▶ **Task to complete**: List every line in the material below that contains the word "sticker".

▶ **Stored dataset items**:
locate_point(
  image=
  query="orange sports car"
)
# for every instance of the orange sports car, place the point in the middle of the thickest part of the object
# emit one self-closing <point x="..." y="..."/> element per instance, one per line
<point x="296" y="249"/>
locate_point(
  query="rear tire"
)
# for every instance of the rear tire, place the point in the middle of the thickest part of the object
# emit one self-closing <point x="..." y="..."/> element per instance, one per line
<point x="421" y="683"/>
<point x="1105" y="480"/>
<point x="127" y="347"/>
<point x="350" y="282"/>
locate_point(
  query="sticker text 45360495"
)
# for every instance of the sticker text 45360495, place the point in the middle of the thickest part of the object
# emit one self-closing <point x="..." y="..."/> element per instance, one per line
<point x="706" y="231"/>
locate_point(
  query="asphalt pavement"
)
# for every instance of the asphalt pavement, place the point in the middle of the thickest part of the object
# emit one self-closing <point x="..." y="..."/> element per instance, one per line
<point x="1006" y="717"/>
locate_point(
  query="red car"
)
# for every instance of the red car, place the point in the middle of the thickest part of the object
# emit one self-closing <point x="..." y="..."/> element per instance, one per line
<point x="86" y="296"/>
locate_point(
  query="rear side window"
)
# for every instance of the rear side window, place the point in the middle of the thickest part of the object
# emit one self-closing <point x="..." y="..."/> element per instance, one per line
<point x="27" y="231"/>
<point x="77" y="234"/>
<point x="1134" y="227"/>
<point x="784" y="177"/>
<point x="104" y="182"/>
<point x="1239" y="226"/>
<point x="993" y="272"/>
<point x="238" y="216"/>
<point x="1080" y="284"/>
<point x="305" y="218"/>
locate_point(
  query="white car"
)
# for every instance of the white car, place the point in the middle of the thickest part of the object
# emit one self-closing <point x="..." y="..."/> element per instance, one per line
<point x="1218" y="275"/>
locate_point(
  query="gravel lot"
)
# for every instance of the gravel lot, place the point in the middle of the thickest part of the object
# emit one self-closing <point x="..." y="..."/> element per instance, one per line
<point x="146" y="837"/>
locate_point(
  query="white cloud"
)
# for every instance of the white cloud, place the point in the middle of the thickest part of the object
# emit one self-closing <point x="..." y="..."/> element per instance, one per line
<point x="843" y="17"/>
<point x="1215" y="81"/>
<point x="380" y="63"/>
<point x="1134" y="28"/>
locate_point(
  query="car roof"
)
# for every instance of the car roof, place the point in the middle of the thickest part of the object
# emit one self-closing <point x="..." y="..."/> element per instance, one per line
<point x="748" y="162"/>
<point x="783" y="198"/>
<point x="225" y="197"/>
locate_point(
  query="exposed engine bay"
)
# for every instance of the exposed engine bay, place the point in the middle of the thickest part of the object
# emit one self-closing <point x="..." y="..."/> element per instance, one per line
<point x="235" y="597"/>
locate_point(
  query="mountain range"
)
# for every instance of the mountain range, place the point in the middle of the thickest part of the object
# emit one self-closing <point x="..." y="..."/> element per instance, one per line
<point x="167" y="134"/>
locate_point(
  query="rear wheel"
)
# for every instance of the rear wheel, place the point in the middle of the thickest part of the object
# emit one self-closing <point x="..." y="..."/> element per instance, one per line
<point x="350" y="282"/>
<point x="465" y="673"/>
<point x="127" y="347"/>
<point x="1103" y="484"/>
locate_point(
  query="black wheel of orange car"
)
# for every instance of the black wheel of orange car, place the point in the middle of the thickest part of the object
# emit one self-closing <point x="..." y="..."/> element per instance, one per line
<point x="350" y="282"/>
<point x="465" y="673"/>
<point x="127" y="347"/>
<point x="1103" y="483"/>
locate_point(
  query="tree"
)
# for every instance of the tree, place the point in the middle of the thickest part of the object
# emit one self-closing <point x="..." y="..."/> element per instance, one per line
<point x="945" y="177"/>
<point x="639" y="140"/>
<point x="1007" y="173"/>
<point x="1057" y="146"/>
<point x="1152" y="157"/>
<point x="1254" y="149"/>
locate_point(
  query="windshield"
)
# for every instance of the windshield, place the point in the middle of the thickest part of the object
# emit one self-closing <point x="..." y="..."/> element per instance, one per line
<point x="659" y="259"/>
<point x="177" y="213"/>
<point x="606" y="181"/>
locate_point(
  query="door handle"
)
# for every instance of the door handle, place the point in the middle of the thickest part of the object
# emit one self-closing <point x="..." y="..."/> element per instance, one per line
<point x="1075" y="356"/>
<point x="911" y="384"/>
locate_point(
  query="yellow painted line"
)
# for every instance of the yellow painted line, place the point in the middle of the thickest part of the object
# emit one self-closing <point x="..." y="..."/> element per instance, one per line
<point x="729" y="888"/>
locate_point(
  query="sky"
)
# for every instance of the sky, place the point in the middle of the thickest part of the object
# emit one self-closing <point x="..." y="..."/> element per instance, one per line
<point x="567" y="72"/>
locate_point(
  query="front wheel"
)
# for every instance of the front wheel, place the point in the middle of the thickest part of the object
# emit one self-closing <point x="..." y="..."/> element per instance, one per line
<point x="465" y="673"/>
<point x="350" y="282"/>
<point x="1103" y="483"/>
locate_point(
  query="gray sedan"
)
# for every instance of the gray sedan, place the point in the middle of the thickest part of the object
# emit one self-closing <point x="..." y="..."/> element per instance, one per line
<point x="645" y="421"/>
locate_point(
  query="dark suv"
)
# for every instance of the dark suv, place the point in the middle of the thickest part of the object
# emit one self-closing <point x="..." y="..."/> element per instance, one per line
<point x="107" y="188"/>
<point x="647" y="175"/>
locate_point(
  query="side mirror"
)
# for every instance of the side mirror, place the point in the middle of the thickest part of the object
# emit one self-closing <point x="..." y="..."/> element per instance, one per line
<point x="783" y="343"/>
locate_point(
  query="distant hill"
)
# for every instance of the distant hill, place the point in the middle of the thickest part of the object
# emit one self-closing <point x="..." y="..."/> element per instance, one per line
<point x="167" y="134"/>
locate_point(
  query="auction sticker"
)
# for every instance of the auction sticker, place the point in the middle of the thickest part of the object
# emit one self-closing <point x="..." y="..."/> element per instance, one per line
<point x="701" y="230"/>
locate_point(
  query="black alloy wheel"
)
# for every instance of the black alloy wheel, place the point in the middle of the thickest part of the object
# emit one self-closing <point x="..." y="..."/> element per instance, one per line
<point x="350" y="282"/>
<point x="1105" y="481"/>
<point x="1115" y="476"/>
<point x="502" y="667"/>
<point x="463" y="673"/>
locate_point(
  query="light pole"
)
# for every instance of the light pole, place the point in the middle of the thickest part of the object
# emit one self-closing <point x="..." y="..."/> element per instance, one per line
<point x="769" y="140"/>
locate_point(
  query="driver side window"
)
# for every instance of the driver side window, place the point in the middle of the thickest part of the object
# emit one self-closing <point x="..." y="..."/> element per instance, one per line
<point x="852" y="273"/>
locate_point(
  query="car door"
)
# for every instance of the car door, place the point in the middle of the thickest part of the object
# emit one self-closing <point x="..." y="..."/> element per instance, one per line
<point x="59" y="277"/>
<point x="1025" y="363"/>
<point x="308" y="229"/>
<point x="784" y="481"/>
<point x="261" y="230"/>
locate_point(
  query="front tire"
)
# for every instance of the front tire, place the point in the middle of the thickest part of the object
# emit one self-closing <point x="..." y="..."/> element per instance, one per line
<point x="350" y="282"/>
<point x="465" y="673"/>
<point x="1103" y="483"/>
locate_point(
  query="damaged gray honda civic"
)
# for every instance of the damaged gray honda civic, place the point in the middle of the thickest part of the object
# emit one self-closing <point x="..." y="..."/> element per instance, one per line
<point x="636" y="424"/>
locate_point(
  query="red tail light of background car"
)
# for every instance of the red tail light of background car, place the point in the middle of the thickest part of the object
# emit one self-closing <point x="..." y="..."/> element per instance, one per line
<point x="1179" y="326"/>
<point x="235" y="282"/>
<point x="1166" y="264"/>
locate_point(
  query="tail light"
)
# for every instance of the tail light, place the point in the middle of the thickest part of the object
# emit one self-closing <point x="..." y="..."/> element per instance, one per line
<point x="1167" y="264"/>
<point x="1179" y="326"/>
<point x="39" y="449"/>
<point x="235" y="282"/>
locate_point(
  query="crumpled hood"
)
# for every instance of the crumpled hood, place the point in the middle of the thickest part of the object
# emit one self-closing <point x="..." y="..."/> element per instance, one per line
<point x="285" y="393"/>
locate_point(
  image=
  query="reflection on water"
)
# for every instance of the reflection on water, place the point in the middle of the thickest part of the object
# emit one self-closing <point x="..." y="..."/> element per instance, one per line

...

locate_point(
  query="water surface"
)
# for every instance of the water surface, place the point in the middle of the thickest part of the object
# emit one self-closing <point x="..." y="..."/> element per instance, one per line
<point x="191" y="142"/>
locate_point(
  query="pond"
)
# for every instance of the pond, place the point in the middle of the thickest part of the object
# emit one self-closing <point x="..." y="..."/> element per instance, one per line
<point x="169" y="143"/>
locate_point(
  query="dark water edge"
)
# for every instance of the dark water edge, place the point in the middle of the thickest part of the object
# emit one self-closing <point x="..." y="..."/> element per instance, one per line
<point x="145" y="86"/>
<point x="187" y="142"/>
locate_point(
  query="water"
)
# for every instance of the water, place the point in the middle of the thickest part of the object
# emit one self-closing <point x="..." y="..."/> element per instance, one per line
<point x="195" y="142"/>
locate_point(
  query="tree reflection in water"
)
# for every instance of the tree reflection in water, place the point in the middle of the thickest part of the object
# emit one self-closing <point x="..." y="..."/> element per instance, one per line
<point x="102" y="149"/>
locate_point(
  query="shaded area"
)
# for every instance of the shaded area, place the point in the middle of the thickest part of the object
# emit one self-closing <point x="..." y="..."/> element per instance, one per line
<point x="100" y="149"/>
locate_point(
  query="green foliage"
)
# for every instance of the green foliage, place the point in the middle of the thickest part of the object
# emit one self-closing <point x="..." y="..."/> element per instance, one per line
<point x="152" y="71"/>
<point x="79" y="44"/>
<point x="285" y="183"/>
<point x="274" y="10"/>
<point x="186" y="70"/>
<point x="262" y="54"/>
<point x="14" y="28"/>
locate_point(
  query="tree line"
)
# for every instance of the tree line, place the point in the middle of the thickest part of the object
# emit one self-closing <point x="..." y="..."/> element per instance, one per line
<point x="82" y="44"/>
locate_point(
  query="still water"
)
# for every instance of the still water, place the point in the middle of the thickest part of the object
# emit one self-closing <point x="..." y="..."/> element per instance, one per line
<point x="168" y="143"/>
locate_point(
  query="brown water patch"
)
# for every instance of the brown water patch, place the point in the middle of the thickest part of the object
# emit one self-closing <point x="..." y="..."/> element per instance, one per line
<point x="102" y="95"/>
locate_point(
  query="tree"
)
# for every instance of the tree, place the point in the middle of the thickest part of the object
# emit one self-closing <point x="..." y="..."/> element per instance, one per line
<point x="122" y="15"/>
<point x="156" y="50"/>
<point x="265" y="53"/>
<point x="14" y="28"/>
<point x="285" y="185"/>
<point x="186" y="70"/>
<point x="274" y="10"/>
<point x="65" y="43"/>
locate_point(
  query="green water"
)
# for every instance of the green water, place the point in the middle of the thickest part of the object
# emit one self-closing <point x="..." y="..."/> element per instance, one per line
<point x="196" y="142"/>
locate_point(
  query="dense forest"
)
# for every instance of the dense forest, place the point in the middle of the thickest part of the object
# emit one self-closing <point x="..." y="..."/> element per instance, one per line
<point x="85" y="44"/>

--

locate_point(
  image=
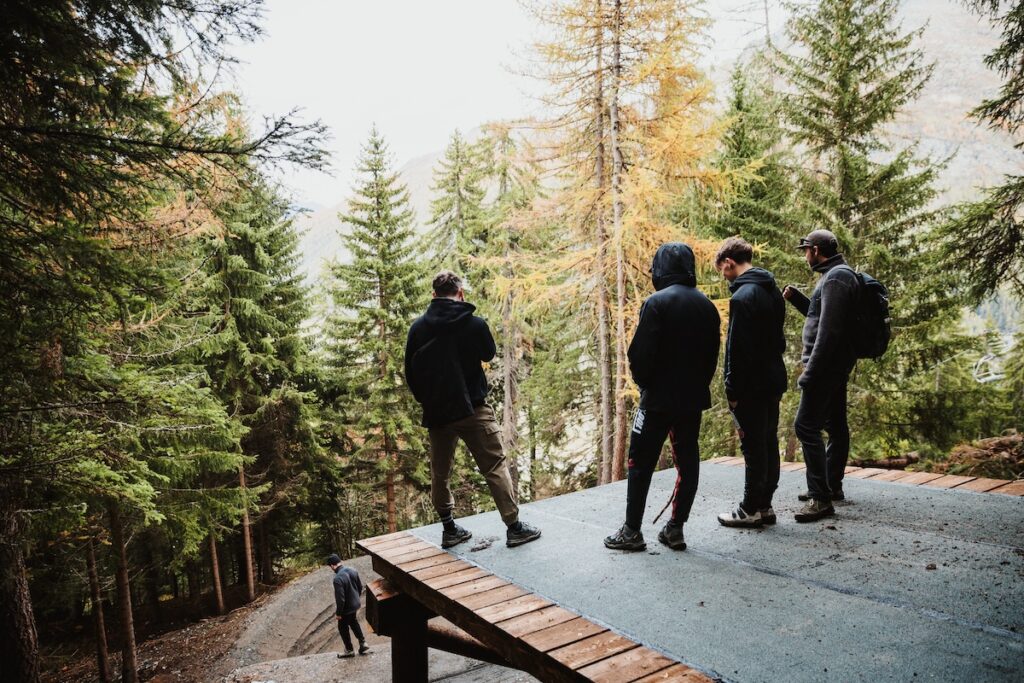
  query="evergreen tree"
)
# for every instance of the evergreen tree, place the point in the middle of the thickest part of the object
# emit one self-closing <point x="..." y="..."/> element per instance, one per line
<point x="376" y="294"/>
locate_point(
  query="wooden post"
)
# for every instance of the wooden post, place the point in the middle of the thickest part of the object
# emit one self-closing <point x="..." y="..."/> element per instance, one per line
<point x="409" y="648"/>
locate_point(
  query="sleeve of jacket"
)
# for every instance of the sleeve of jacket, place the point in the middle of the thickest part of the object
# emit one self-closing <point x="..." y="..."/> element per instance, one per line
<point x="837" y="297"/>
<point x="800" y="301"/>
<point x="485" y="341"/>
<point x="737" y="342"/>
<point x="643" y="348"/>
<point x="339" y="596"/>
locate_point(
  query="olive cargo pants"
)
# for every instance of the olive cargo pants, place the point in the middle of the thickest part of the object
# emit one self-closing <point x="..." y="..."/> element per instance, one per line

▶ **The output**:
  query="sticker text 45360495"
# for every instance of the sticker text 45360495, place the point in the middle of the thickest part of the object
  query="auction sticker"
# for every instance of the auction sticker, place the point in the middle of the thickest part of the object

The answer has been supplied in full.